» **PAGE**:

-*-

It's not a replacement for select as you still need an input to tie it to but it seems to handle filtering a list of options nicely.

Also, if you have two selects with the same list in it, you can do it once with datalist and have two inputs, say a list of clients with client_a and client_b for inputs.

I don't quite care for how it displays the value, like if you put the ID as the value and the client name in the option element, you can filter by the ID or the name but the input will show the ID only.

My frown continues to deepen at Apple's UI backslide as they crib more and more junk from iOS/iPadOS. I'm on Sonoma 14.5, and this is Safari 17.5.

macOS Safari's <select>: https://imgur.com/a/05YWDCc

macOS Safari's <datalist>: https://imgur.com/a/4f3JwuA

There are SO, SO, SO many things wrong with Safari's datalist element here. Esc doesn't close it (close from keyboard by switching tabs...). There's no hover effect on the options. The active background color is more saturated than the system's accent color (typical for iPadOS/Catalyst junk). There's no left/right margin, and no border radius, on the options. Option text isn't vertically centered. The font is different (it seems differently aliased? Perhaps just larger). The datalist element itself lacks the same border-radius of select. On select elements, selection does not wrap (down arrow with the last option active); on datalist it does.

Here's an egregious one - when you zoom in with Cmd-+ a few times, this is how the <select> element looks: https://imgur.com/a/Vpu536j

And this is <datalist>: https://imgur.com/a/JrfXLW9

Argh! I used to revere Apple for sweating the details. Their UI/UX quality inspired me to become a frontend dev.

Today, they ship things that wouldn't pass Q/A at my worst jobs.

  • It does make you wonder, Safari recently had a burst in features where they modernised and even overtook Chromium/FF in some features, and then in the past year or so it’s languishing again.

    I do wonder if the metrics show the average person downloads Chrome straight away so they’re just not investing heavily in it? I mean anyway, who browses traditional websites any more, right…?

    • They've purposefully underinvested in Safari to force developers to create native apps for their platforms where Apple makes a sizeable cut of all sales and subscriptions rather than allowing developers to create a web-app that could have done the same thing where the developers reap all the rewards for their work.

      The only reason they had that burst of activity is that they needed to quickly catch up and save face in an attempt to prove to EU regulators that they weren't hampering developers.

      The EU didn't buy it and forced Apple to open up their devices to allow alternate app stores and browsers on their devices in the EU.

      2 replies →

  • Yeah, the more I dig into it the more I see it's not all that great. It has some potential for some things but not necessarily for an autocomplete list.

    https://jsfiddle.net/nhu4zef2/

    This is one occurs in every browser when if you want to have a list but send the ID for the item instead of the value, it shows the value in the list and you can search by the ID or the value but the result in the input shows just the ID. User's should be not be required to know the ID of something. Like say a list of clients where user's know them by name but necessarily by ID but the database links them by ID.

I've tried using datalist with text inputs and it never quite worked out from a UX perspective. Users would always complain about weird quirks with how it populates & clears values. A normal <select> element with an "Other" option + conditional input element is much more predictable.

  • Yeah, for autocomplete it has a weird UX feel to it.

    Some of the other examples like using it with the slider and the color picker seem like they're useful.

-*-

» **PROBLEM STATEMENT**: Rewrite the datalist discussion between "The only reason" and "an autocomplete list.", inclusive, substituting "lawmakers" for "regulators".

» **Entries from a dataset**:
-*-

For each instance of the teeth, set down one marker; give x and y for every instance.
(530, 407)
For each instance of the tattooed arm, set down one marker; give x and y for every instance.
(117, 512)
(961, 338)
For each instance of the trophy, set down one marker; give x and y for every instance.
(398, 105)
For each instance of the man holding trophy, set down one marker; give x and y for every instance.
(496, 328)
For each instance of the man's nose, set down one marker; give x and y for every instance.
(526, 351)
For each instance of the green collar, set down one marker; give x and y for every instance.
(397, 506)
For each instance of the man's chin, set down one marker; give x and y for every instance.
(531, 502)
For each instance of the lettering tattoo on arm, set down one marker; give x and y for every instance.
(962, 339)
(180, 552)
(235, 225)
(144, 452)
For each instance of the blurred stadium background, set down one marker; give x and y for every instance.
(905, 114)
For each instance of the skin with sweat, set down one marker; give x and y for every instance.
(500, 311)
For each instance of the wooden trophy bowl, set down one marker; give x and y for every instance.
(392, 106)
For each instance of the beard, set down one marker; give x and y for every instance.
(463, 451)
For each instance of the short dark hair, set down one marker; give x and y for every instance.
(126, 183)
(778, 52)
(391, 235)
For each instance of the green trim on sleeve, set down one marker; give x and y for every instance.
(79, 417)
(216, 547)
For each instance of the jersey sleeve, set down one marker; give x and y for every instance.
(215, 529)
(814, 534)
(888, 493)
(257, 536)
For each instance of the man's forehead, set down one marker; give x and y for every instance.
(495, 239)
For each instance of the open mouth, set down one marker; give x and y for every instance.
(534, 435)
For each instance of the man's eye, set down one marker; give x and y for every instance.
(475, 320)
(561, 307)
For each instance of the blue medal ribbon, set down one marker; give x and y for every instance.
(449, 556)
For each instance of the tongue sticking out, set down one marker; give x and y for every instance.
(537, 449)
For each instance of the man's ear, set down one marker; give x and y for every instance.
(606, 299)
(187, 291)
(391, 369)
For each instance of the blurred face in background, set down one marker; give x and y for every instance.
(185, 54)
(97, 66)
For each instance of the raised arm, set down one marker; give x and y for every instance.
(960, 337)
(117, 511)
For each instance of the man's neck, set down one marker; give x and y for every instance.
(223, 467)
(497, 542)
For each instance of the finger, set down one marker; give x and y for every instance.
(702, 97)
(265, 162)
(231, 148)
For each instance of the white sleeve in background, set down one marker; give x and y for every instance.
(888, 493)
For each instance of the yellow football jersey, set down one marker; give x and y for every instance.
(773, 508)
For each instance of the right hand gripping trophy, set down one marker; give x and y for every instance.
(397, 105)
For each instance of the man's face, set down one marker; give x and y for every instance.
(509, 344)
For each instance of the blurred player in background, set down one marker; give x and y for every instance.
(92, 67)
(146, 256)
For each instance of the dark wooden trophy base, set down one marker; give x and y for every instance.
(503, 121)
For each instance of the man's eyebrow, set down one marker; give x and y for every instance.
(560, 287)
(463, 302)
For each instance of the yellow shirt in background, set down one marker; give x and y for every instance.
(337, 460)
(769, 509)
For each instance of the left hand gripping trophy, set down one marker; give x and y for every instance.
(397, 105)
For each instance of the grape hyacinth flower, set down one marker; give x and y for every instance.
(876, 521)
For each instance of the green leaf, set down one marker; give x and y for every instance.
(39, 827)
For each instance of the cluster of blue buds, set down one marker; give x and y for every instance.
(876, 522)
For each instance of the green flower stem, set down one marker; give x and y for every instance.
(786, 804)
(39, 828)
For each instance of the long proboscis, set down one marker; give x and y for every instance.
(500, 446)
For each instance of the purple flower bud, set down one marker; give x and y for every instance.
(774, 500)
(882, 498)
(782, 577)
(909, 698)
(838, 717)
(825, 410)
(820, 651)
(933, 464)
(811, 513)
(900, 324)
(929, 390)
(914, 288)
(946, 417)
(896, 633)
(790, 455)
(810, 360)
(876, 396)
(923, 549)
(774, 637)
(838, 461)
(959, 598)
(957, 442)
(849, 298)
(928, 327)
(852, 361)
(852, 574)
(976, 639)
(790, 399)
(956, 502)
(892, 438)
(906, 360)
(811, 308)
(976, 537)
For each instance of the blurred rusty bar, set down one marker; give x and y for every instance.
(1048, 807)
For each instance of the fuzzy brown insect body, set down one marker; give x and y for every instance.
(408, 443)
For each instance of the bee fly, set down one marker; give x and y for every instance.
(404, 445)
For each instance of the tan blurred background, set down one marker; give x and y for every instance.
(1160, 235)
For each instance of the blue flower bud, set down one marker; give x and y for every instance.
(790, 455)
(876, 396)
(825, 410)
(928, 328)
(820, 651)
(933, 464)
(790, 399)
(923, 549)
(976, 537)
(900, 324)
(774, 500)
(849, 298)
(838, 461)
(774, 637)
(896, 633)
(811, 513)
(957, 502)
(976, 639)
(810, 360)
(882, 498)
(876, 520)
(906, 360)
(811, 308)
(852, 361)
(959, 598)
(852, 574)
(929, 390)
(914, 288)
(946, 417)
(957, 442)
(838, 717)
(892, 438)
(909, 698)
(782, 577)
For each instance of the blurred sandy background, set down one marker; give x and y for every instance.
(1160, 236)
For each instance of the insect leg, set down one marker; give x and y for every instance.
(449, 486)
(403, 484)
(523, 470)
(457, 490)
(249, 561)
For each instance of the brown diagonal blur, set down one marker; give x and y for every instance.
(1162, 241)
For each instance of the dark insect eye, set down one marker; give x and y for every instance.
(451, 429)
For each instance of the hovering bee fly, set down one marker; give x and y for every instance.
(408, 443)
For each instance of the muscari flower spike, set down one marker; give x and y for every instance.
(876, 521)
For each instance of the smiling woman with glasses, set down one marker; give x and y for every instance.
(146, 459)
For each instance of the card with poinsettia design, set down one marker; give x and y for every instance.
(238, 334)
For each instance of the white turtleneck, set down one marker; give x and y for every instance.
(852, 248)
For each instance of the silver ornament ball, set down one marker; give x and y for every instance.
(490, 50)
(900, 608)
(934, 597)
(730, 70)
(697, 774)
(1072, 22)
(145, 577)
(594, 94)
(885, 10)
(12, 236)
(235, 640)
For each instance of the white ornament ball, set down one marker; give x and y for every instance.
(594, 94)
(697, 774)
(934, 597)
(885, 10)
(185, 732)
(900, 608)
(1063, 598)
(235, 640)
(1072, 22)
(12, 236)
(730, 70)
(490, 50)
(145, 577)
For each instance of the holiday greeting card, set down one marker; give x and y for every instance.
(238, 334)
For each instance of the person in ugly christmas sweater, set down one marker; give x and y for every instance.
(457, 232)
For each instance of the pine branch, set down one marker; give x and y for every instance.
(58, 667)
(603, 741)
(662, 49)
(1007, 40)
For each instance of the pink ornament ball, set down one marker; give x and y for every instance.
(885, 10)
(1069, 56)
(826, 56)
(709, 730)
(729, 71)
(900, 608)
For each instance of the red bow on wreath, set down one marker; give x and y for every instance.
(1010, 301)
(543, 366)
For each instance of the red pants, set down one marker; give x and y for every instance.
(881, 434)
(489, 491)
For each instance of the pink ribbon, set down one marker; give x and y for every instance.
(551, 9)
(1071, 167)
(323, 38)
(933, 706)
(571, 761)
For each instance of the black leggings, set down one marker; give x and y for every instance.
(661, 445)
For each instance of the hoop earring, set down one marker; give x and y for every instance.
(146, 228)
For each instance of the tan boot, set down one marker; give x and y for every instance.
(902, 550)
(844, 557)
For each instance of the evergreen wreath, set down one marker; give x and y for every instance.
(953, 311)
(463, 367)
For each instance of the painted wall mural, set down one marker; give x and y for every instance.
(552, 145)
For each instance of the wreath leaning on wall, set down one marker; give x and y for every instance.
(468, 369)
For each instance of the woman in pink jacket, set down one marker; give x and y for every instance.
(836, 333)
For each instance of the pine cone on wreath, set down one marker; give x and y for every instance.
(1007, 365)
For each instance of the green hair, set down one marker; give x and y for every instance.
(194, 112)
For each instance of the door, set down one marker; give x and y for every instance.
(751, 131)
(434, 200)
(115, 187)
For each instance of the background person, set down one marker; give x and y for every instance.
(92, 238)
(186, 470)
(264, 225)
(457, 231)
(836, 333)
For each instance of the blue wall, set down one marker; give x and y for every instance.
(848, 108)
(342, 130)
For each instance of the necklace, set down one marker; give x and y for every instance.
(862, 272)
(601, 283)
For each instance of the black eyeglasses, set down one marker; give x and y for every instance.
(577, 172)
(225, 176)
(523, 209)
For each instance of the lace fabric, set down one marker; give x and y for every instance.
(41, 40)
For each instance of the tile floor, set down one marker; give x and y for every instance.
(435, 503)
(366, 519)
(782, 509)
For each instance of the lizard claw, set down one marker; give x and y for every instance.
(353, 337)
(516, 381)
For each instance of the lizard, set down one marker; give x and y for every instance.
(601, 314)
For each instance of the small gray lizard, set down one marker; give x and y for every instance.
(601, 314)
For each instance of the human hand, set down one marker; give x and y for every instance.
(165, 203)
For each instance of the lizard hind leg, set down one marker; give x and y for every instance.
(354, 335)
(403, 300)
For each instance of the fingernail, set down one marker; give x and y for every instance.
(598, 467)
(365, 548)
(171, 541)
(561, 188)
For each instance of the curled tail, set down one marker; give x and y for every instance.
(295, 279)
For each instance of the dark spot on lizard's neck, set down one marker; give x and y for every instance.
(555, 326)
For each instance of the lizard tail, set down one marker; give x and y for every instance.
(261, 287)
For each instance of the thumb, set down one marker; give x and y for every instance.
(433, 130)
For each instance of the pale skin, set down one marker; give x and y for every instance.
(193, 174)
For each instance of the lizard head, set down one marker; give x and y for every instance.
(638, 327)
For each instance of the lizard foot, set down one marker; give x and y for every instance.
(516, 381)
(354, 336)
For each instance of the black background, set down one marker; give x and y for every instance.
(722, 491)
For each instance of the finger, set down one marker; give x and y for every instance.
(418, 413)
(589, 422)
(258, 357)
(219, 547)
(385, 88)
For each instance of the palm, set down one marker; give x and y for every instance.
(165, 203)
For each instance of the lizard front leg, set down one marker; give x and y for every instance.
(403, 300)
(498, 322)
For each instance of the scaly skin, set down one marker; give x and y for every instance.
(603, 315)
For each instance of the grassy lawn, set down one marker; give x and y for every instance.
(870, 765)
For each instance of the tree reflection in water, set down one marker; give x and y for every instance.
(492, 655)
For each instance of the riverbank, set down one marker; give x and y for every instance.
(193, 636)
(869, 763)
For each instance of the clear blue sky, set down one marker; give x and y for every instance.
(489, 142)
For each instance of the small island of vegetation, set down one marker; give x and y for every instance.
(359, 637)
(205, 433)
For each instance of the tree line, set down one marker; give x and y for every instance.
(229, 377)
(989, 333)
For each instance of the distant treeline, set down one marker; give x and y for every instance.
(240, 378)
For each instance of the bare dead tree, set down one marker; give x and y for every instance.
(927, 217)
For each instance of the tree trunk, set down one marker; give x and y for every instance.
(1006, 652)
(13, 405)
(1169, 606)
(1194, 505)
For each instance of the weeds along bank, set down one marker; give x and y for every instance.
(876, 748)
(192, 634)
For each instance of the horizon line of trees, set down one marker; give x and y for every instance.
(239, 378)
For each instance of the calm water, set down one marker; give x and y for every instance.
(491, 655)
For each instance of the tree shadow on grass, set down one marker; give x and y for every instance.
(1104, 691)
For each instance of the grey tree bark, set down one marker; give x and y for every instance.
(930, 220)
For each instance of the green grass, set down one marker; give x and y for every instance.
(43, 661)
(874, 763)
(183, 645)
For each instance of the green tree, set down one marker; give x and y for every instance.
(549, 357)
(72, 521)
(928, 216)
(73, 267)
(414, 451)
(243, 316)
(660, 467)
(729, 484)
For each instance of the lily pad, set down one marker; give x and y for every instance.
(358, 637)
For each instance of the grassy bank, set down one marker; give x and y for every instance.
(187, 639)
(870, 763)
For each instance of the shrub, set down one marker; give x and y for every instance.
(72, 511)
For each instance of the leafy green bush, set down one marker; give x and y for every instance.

-*-

» **SOLVED EXERCISE**:
The only reason they had that burst of activity is that they needed to quickly catch up and save face in an attempt to prove to EU lawmakers that they weren't hampering developers.

      The EU didn't buy it and forced Apple to open up their devices to allow alternate app stores and browsers on their devices in the EU.

      2 replies →

  • Yeah, the more I dig into it the more I see it's not all that great. It has some potential for some things but not necessarily for an autocomplete list.